- Data supplied
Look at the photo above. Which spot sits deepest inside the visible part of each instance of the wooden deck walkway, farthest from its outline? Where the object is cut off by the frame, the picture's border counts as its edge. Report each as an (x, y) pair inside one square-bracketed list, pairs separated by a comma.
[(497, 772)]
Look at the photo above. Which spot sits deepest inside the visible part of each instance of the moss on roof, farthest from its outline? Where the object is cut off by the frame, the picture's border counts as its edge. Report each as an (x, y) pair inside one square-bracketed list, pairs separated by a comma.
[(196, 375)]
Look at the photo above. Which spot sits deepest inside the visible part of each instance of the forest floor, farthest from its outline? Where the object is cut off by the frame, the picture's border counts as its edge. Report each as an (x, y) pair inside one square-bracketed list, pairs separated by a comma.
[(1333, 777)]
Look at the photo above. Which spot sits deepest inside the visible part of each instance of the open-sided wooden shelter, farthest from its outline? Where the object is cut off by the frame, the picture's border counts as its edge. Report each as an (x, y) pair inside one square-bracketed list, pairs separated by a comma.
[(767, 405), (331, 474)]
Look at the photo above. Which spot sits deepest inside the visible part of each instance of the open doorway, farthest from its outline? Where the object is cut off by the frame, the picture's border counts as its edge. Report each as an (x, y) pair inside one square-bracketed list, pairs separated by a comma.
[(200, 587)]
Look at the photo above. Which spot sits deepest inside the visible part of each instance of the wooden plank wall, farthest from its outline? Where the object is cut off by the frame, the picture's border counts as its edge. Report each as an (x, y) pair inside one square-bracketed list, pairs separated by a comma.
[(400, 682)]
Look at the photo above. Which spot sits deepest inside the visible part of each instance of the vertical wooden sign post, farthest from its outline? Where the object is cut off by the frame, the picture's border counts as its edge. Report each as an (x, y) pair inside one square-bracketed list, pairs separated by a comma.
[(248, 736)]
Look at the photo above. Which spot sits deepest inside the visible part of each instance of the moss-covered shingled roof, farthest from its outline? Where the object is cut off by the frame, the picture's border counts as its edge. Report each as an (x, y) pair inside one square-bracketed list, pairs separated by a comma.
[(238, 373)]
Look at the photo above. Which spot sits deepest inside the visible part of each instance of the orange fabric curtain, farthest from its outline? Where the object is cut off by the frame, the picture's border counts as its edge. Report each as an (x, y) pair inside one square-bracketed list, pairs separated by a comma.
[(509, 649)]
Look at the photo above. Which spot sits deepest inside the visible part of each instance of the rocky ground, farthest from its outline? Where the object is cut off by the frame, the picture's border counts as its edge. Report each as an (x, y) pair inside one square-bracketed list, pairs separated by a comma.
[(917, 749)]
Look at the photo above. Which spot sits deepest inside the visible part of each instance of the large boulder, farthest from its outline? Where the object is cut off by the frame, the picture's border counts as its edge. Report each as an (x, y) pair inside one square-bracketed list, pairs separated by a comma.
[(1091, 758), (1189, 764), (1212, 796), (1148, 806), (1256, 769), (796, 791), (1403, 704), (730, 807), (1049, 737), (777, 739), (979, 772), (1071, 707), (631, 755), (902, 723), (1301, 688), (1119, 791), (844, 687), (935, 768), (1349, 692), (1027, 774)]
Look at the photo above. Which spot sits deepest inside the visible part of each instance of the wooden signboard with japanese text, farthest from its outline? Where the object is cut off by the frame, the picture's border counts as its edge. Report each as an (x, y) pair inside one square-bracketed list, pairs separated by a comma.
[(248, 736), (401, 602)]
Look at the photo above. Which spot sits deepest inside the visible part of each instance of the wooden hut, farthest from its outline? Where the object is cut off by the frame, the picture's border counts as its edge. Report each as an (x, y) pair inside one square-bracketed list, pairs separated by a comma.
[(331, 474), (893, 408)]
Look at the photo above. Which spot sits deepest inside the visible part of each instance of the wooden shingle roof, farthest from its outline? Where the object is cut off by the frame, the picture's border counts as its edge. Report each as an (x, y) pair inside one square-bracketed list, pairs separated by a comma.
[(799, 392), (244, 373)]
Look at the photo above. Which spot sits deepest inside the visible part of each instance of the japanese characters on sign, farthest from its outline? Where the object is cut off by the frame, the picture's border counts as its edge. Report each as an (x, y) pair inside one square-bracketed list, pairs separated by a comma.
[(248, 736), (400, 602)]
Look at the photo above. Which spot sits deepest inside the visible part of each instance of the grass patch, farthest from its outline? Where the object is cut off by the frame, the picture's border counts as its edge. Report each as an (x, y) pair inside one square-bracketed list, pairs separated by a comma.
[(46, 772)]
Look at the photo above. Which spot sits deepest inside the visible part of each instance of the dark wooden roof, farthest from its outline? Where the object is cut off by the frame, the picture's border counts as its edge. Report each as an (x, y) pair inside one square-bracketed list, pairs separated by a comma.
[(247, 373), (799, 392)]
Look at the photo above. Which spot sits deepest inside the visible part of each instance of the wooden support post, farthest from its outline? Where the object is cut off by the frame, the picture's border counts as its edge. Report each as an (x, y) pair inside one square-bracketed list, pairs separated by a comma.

- Task to complete
Please transcribe all of the data above exactly.

- The completed task
Look at the photo above. Which spot sits deepest inside the visible part of each instance of the wooden deck walkway, farthest from its outline? Where the object is cut off by the frame, the picture's border counts as its edge. Report each as an (x, y) pair inside one square-bracketed list, pairs separated by a comma.
[(497, 772)]
Look at the photo above. Which spot sits deepest inside the visible part of each instance of the moss on roof, farthest from its outline? Where the object is cut off by the frame, the picture's border counts as its edge. Report each as an (x, y) pair inside one square-bracketed list, pairs separated by a comma.
[(196, 375)]
Look at the photo above. Which spot sits deepest inside the visible part of each instance of the forest floor, farthest from its outline? Where the object is cut off by the frame, the picture's border counts as its edge. Report each as an (x, y) pair inside one square-bracketed list, pairs separated by a comma.
[(1333, 777)]
Look at the photo above. Which spot sits deepest inside the visible part of each instance of the open-sided wooden shelter, farthest from its outline? Where the object is cut off by the frame, the picture's border counts as its edge. Report each as an (x, y) pair inside one square-bracketed list, pairs separated by a comma.
[(767, 405), (331, 474)]
Look at the photo above. Which spot sits deepest inside the visible part of each instance of the open doorway, farthest from its outline? Where the object is cut off by the frame, the picture's border counts as its edge. Report each as an (x, y) pair inside one square-bracketed list, pairs separated by a comma.
[(200, 587)]
Look at the photo above. Which spot sits deepest inside the visible part of each instance of the wooden plank wall, farthest from its outline? Where the object is cut off by the frame, the picture's border counts as its edge. Report each as an (x, y) pair inside one square-bracketed list, pairs separated by a comma.
[(400, 682)]
Look at the photo above. Which spot sits deepest inside the visible part of each instance of the vertical wooden sign post, farthest from its outline? Where the object is cut off by the frame, the picture's border counts as its edge. Report each as an (x, y) pair inside one square-bracketed list, pairs separated by a comma.
[(248, 736)]
Look at the photo above. Which spot sits deepest inside the visible part of each instance of the moss-covered shingled roof, farthest from its outline? Where the object is cut off by the frame, the picture's border counts as its edge. Report each as an (x, y) pair inside one square-bracketed list, pairs separated by a comma.
[(238, 373)]
Look at the photo above. Which spot sits deepest inside the visible part of each instance of the orange fabric curtain, farthest from its outline? Where the object is cut off by the frame, the picture's border counts as its edge. Report each as an (x, y) pair inside one square-bracketed list, pairs separated by a comma.
[(509, 649)]
Look at the photo above. Which spot sits deepest inside the visible part of each instance of the rocky ground, farthest from its outline? Where the object is cut off by the frame, the picture's border counts as its edge. Report each as an (x, y) pair inside one square-bracketed list, pairs separated by a comma.
[(917, 749)]
Look at the photo above. Which spot sits deepest inside the visible part of each instance of the large boulder, farthest from its outline? Where the object is cut off by the frame, the picture's border counts as its edge. Report each as an (x, y) pair inside one square-bracketed list, pairs separated by a comma.
[(1091, 758), (1189, 764), (1212, 796), (1148, 806), (1256, 769), (796, 791), (1403, 704), (730, 807), (1049, 737), (777, 739), (979, 772), (1071, 707), (631, 755), (902, 723), (1301, 688), (1119, 791), (844, 687), (935, 768), (1349, 692), (1027, 774)]
Look at the photo above. Which spot sits deepest inside the visible part of each instance of the wooden signboard with japanese text, farthest from its outline? Where the object is cut off by the frame, the picture's border counts as its edge. Report each as an (x, y) pair inside one square-bracketed list, pairs separated by a comma.
[(248, 736), (401, 602)]
Look at the photo above. Which spot sits deepest inside the visible part of each instance of the wooden hut, farthest from its outline? Where the object is cut off by the frame, the picture's border counts as its edge. Report each as an (x, y) pair inside one square-bracketed list, pairs separated by a comma.
[(331, 474), (893, 408)]
Look at the photo above. Which spot sits deepest inside the visible part of each instance of the wooden shingle roof, farthest from its outline? Where the object is cut off by the frame, the picture's border counts as its edge. Report each as an (x, y) pair inside one square-bracketed list, pairs separated by a comma.
[(799, 392), (244, 373)]
Look at the photo above. Which spot sits deepest inside the visible part of each instance of the japanese characters on sign, farthest from its outline? Where the object is cut off by the frame, the picture's border counts as its edge. Report each as an (x, y) pair inside one square-bracketed list, pairs separated by a comma.
[(248, 736), (400, 602)]
Look at the photo above. Which spot sits deepest inside the visible part of each instance of the grass patch, farthest from its outline? Where the object is cut off by the frame, the picture's border counts as its edge. Report each as an (x, y) pair inside one square-bracketed list, pairs separated by a comma.
[(46, 772)]
Look at the photo above. Which spot sits deepest inside the visible part of each instance of the dark wooden roof, farthest from its outline? Where the object is cut off by the frame, the picture's border counts as its edge. Report each as an (x, y) pair inside one square-bracketed list, pairs separated by a comma.
[(247, 373), (799, 392)]
Look at the photo above. Which spot sits deepest inside the visible part of each instance of the wooden support post, farthest from its outline? Where the object is cut off by the frame, the picture's border counts as its edge. Report each as an (x, y) pair inside one square-bracketed list, pairs separated by a comma.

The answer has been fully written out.